» GIVEN TASK
Pull out the text of every record below verbatim, leaving the pictures out of your answer.

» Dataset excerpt
-.-.-
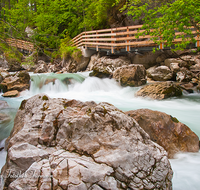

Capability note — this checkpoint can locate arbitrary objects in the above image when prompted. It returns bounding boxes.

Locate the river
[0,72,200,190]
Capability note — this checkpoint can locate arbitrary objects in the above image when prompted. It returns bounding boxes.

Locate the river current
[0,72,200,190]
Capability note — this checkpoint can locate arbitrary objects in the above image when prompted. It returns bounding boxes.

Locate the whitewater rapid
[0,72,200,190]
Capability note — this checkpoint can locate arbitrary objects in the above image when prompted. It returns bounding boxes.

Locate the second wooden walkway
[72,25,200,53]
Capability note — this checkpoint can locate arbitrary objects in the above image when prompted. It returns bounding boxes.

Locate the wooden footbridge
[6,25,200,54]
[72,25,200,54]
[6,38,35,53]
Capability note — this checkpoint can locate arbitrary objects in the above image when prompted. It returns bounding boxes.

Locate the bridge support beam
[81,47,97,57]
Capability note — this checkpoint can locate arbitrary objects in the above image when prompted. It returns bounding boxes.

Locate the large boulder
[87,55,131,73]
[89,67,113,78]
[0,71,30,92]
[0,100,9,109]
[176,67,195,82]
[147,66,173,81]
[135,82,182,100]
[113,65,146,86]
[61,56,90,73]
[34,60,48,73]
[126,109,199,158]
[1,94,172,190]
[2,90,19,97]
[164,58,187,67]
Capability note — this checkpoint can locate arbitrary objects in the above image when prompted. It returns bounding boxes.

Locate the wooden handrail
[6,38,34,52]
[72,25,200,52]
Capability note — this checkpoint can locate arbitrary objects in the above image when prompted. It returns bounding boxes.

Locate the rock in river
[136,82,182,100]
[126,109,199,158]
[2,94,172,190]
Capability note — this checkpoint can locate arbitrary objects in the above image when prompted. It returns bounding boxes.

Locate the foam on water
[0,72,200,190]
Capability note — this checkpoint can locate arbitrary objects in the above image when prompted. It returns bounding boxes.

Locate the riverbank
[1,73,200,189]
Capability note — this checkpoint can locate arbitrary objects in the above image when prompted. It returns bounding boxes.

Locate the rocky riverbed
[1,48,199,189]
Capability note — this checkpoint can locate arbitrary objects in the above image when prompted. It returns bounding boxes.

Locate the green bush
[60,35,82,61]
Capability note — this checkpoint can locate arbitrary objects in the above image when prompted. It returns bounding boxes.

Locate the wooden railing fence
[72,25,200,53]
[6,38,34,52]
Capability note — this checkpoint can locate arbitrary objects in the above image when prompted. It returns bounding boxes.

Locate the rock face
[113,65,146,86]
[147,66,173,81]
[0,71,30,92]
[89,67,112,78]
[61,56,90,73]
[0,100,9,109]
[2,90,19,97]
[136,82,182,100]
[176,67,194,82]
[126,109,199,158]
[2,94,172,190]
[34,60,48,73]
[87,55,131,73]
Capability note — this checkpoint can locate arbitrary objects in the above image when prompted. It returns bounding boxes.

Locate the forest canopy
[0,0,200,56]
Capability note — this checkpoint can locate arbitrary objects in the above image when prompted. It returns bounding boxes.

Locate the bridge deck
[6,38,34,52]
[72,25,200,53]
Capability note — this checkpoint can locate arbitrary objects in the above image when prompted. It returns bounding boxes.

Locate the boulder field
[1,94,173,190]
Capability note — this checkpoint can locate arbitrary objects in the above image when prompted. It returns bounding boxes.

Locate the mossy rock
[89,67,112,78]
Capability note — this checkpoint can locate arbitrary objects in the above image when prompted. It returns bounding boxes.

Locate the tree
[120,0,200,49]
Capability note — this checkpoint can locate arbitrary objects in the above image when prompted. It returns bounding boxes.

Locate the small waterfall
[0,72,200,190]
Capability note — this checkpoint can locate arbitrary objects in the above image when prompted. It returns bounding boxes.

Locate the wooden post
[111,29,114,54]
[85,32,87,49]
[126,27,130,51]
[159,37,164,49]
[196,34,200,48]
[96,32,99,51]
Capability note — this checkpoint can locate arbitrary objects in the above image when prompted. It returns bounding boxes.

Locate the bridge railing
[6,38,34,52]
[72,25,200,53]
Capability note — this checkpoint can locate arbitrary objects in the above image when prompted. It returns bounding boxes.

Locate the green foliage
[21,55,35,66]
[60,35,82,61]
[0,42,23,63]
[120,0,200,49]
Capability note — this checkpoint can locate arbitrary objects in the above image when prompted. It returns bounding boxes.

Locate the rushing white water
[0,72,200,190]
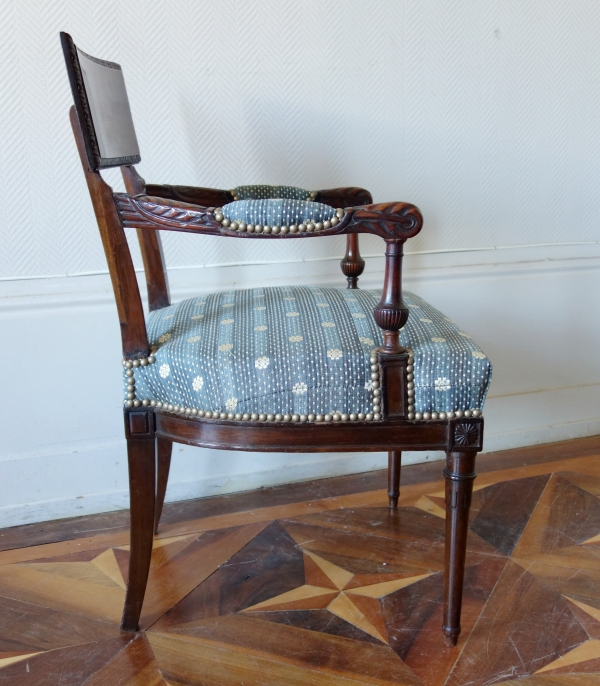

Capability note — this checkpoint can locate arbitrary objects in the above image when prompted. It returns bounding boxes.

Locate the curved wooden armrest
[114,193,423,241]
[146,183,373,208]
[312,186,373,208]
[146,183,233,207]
-.-.-
» WORKED ANSWER
Capability note — this checkpoint can locate arbitrary objects in the above image when prompted. It returns bounding boxes.

Locate the river
[0,72,200,190]
Capability note — this checkpoint can locate arbitrary objects in the above image when prompted. It returns bounding boxes.

Locate the river current
[0,72,200,190]
Capability note — this checkpoint can locate arbitrary objects in the above image when prompted. It returns bounding boxes.

Locate the whitewater rapid
[0,72,200,190]
Capability note — this checkpoint can locate arbitrary objects in the above image when prompted. It returns bounding boxes.

Locate the second wooden walkway
[72,25,200,53]
Capability note — this checkpoint can locate arbitrary objects in the above image when prompted. It returns bounding boxes.

Locate the wooden footbridge
[6,25,200,54]
[72,25,200,54]
[6,38,35,53]
Capability note — this checkpoint can locate arbitrary objects in the above image when prompted. It returns bounding boxes.

Locate the bridge support beam
[81,47,97,57]
Capability note — this checkpoint can locate arbitrary objects in the above image when prompted. It returns bounding boxes.

Locate the large boulder
[87,55,131,73]
[89,67,113,78]
[0,71,30,92]
[0,100,9,109]
[176,67,195,82]
[147,66,173,81]
[135,82,182,100]
[113,65,146,86]
[61,56,90,73]
[34,60,48,73]
[126,109,199,158]
[1,94,172,190]
[2,90,19,97]
[164,58,187,67]
Capability note — this checkpoint can locate arbitrary objects in the above image when prompted. It returns bounding boxes.

Locate the wooden handrail
[6,38,34,52]
[72,25,200,52]
Capability note — this checkpoint can locate arbitrary objects in the above image when prompted. It returns bounding boxes.

Locate the rock in river
[136,82,182,100]
[126,109,199,158]
[2,94,172,190]
Capability note — this checkpoint can locate arbitrary objects in the above image when prompted. It returns bounding boxes.

Locate the foam on water
[0,72,200,190]
Capability note — this checkpoint can locate arbitrary objects in the above image when prompted. It returns bounding boxes.

Locate the riverbank
[1,73,200,189]
Capability note — this checkpoint can locate arbitrary objects in the above image when prompted. It returns bounding boxes.

Locate the rocky riverbed
[1,48,199,189]
Capability note — this checkpoint can locate arbitrary objects in the above image when prompted. It returns bounding boxes.

Locate the green bush
[60,35,82,61]
Capability note — this checkpoint can locate arbitrary objects in the above image when prompted. It returns bounding boxes.

Locate the wooden railing fence
[72,25,200,53]
[6,38,34,52]
Capability note — this checkpoint can locate arbitrary objects in the above image when prompted. It returns bounding boxes.

Locate the rock face
[113,65,146,86]
[147,66,173,81]
[0,71,30,92]
[89,67,112,78]
[61,56,90,73]
[0,100,9,109]
[2,90,19,97]
[136,82,182,100]
[176,67,194,82]
[126,109,199,158]
[2,94,172,190]
[34,60,48,73]
[87,55,131,73]
Capability note — this checkpoint can locate arbitrary objects in the above image when prompted. It returns bounding boxes.

Locate the forest canopy
[0,0,200,56]
Capability note — this checkpoint can locate arbitrary objects in the above image when prompted. It returns bounding boxes.

Locate the bridge deck
[6,38,34,52]
[72,25,200,53]
Capability note — this checkpoint can locate arbitrary objects in the above image when prompted. It returns bounding boxes.

Locate the boulder field
[1,94,173,190]
Capability note — this checkpoint can locate arbitrary objects in the above image when prompted. It returns bounding boxes.

Locate the mossy rock
[89,67,112,78]
Capability note — this checkpoint can locate arbitrary objects in the above image when prompted. It returns bounding boxes.

Locate the tree
[120,0,200,49]
Capability note — this checkpoint can locate arbitrary objects in the above image when prompted. It returns bounding boxes.

Locate the small waterfall
[0,72,200,190]
Capability note — this checkpoint can locate arbitrary objects in the above image when prompted. It returns bounding boxes.

Locate the wooden post
[111,29,114,54]
[85,32,87,49]
[126,27,130,51]
[159,37,164,49]
[196,34,200,48]
[96,32,99,51]
Capability note — this checkpoint can locate arbitrary objects in the above image when prompted. It returns bounding boxes.

Locate the bridge railing
[6,38,34,52]
[72,25,200,53]
Capability note — this checkpoint can locate arbitrary objects in the above image when prompted. It returns bounding boxes.

Locate the green foliage
[21,55,35,66]
[60,35,82,61]
[0,42,23,63]
[120,0,200,49]
Capability note — this checkpoint can locate arbitrary objects in the above image when prompted. It returns bounding boxes.

Locate the rushing white water
[0,72,200,190]

Capability note — this checkpoint can locate arbitrary objects in the above image when prompted. It returns bounding boxes.

Locate the curved wooden armrest
[114,193,423,241]
[146,183,373,208]
[312,186,373,208]
[146,183,233,207]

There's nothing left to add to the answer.